What you have to do
Pictures aside, output each record exactly.

Stored data
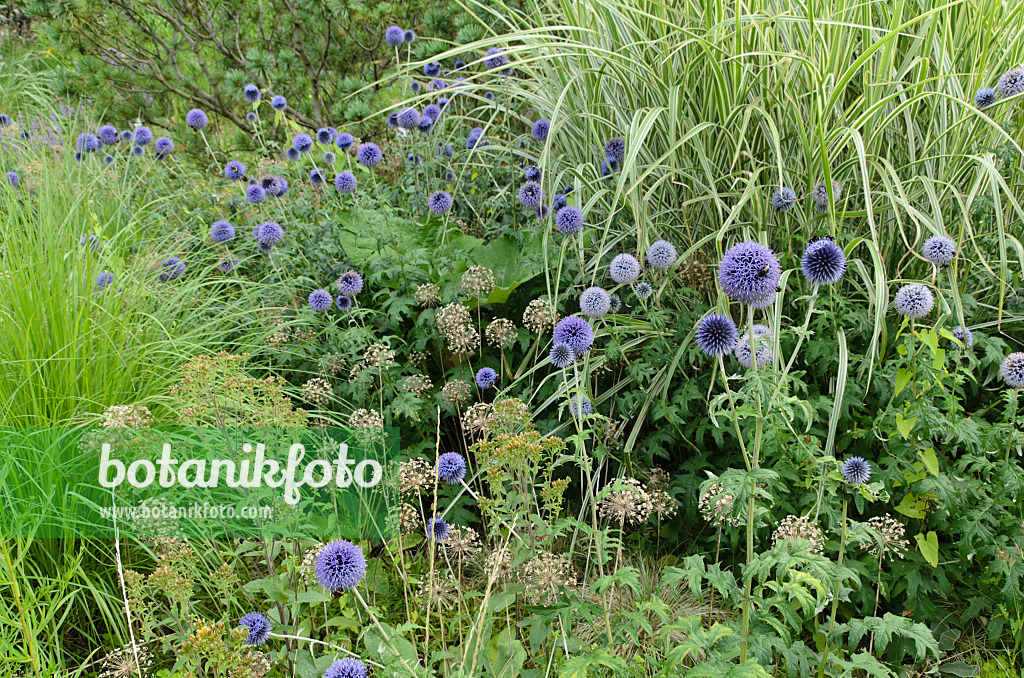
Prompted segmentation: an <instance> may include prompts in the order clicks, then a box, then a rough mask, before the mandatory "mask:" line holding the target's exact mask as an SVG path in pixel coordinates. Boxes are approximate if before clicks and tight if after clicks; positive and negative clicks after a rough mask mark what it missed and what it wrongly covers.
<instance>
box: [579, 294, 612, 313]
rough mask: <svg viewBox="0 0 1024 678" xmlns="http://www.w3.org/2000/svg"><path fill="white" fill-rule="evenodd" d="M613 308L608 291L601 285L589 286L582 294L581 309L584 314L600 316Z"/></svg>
mask: <svg viewBox="0 0 1024 678" xmlns="http://www.w3.org/2000/svg"><path fill="white" fill-rule="evenodd" d="M609 308H611V299H609V298H608V293H607V292H605V291H604V290H602V289H601V288H599V287H589V288H587V289H586V290H584V291H583V294H581V295H580V310H582V311H583V314H584V315H588V316H590V317H600V316H601V315H604V314H605V313H607V312H608V309H609Z"/></svg>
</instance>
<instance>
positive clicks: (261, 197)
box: [246, 183, 266, 205]
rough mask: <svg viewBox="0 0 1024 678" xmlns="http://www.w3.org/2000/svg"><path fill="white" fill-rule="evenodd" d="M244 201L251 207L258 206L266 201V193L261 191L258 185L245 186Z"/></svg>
mask: <svg viewBox="0 0 1024 678" xmlns="http://www.w3.org/2000/svg"><path fill="white" fill-rule="evenodd" d="M246 200H248V201H249V202H250V203H252V204H253V205H259V204H260V203H262V202H263V201H264V200H266V192H265V190H263V186H261V185H259V184H258V183H254V184H252V185H250V186H246Z"/></svg>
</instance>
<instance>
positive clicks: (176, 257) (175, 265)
mask: <svg viewBox="0 0 1024 678" xmlns="http://www.w3.org/2000/svg"><path fill="white" fill-rule="evenodd" d="M183 272H185V262H184V261H182V260H181V259H179V258H177V257H168V258H167V259H164V262H163V263H162V264H161V272H160V276H159V277H158V278H159V280H160V282H161V283H166V282H168V281H173V280H174V279H176V278H180V277H181V273H183Z"/></svg>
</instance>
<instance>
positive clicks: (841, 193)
mask: <svg viewBox="0 0 1024 678" xmlns="http://www.w3.org/2000/svg"><path fill="white" fill-rule="evenodd" d="M811 198H812V199H813V200H814V207H815V209H817V210H818V212H821V213H824V212H827V211H828V189H827V188H825V180H824V179H821V180H820V181H818V182H817V183H815V184H814V188H813V189H812V190H811ZM842 198H843V186H842V185H840V182H839V181H836V180H835V179H833V203H835V204H837V205H838V204H839V201H840V200H842Z"/></svg>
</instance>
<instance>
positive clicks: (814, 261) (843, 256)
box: [800, 238, 846, 285]
mask: <svg viewBox="0 0 1024 678" xmlns="http://www.w3.org/2000/svg"><path fill="white" fill-rule="evenodd" d="M800 269H801V270H802V271H803V273H804V278H806V279H807V281H808V282H809V283H811V284H812V285H835V284H836V283H838V282H839V280H840V279H841V278H843V274H844V273H845V272H846V255H845V254H844V253H843V248H842V247H840V246H839V245H837V244H836V242H835V241H831V240H828V239H827V238H822V239H821V240H816V241H814V242H813V243H809V244H808V245H807V249H806V250H804V256H803V257H801V259H800Z"/></svg>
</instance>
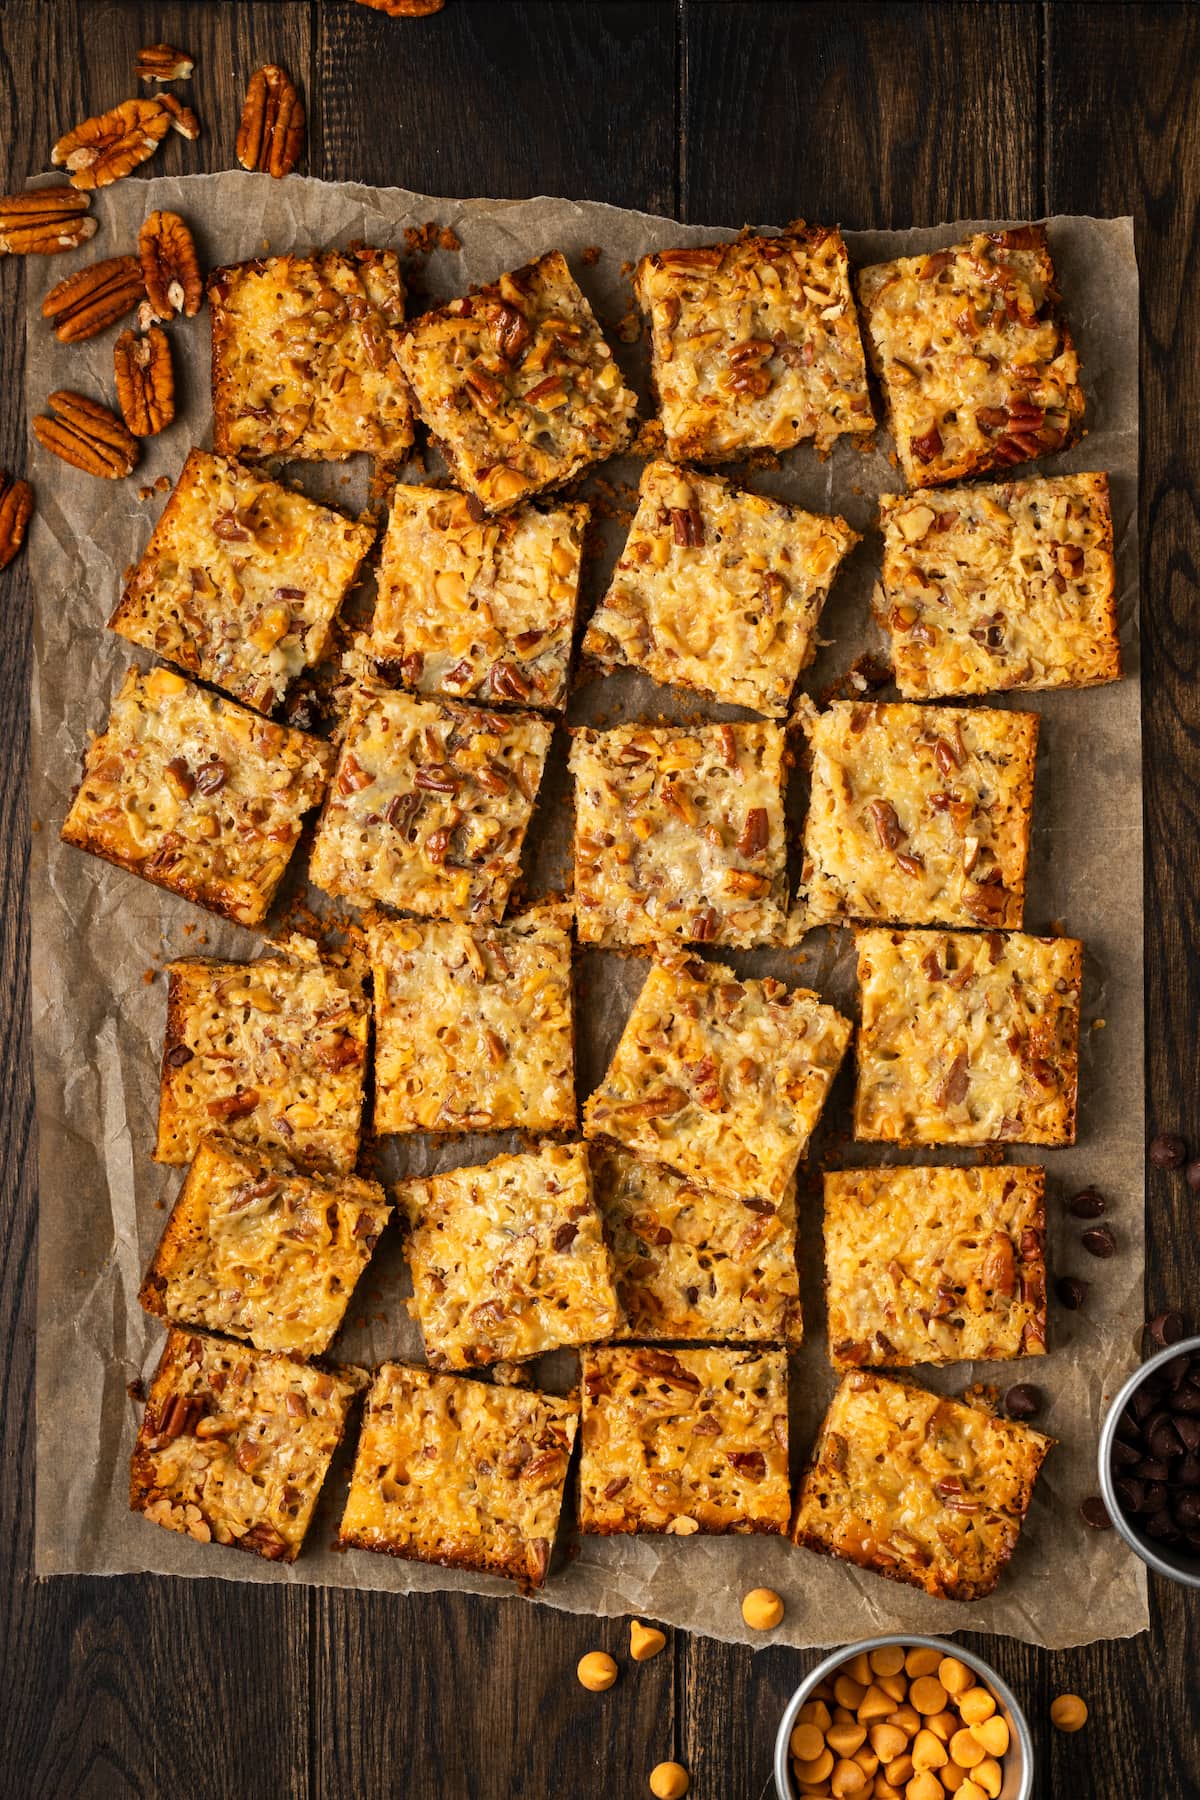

Answer area
Prompted segmentation: an <instance> may include prompts in the order clicks, then a box, then a rough mask, before the mandatory "mask:" line holding the target's exact mask as an SVG path in pixel coordinates. Boxes are approximate if before clicks and tight if after clicks; positive and negative clicks after a rough mask mark what it missed and what it wrongly covers.
<instance>
box: [579, 294, 612, 313]
rough mask: <svg viewBox="0 0 1024 678" xmlns="http://www.w3.org/2000/svg"><path fill="white" fill-rule="evenodd" d="M613 308L608 291L601 285L589 286L582 294L581 309L584 314L600 316Z"/></svg>
mask: <svg viewBox="0 0 1024 678" xmlns="http://www.w3.org/2000/svg"><path fill="white" fill-rule="evenodd" d="M609 308H611V299H609V298H608V293H607V292H605V291H604V290H602V289H601V288H599V287H589V288H587V289H586V290H584V291H583V294H581V295H580V310H582V311H583V314H584V315H588V316H590V317H600V316H601V315H604V314H605V313H607V312H608V309H609Z"/></svg>
</instance>
<instance>
positive clicks: (261, 197)
box: [246, 183, 266, 205]
rough mask: <svg viewBox="0 0 1024 678" xmlns="http://www.w3.org/2000/svg"><path fill="white" fill-rule="evenodd" d="M244 201L251 207L258 206L266 201V193L261 191L258 185L245 186Z"/></svg>
mask: <svg viewBox="0 0 1024 678" xmlns="http://www.w3.org/2000/svg"><path fill="white" fill-rule="evenodd" d="M246 200H248V201H249V202H250V203H252V204H253V205H259V204H260V203H262V202H263V201H264V200H266V192H265V190H263V186H261V185H259V184H258V183H254V184H252V185H250V186H246Z"/></svg>
</instance>
<instance>
positive clicks: (176, 257) (175, 265)
mask: <svg viewBox="0 0 1024 678" xmlns="http://www.w3.org/2000/svg"><path fill="white" fill-rule="evenodd" d="M183 272H185V262H184V261H182V260H181V259H179V258H177V257H168V258H167V259H164V262H163V263H162V264H161V272H160V276H159V277H158V278H159V280H160V282H161V283H166V282H168V281H173V280H174V279H176V278H180V277H181V273H183Z"/></svg>
</instance>
<instance>
positive clicks: (841, 193)
mask: <svg viewBox="0 0 1024 678" xmlns="http://www.w3.org/2000/svg"><path fill="white" fill-rule="evenodd" d="M811 198H812V199H813V200H814V207H815V209H817V210H818V212H821V213H824V212H827V211H828V189H827V188H825V180H824V179H821V180H820V181H818V182H817V183H815V184H814V188H813V189H812V190H811ZM842 198H843V186H842V185H840V182H839V181H836V180H835V179H833V203H835V204H837V205H838V204H839V201H840V200H842Z"/></svg>
</instance>
<instance>
positive clicks: (814, 261) (843, 256)
box: [800, 238, 846, 285]
mask: <svg viewBox="0 0 1024 678" xmlns="http://www.w3.org/2000/svg"><path fill="white" fill-rule="evenodd" d="M800 269H801V270H802V271H803V273H804V278H806V279H807V281H808V282H809V283H811V284H812V285H835V284H836V283H838V282H839V280H840V279H841V278H843V274H844V273H845V272H846V255H845V254H844V253H843V248H842V247H840V246H839V245H837V244H836V242H835V241H831V240H828V239H827V238H822V239H821V240H816V241H814V242H813V243H809V244H808V245H807V249H806V250H804V256H803V257H801V259H800Z"/></svg>
</instance>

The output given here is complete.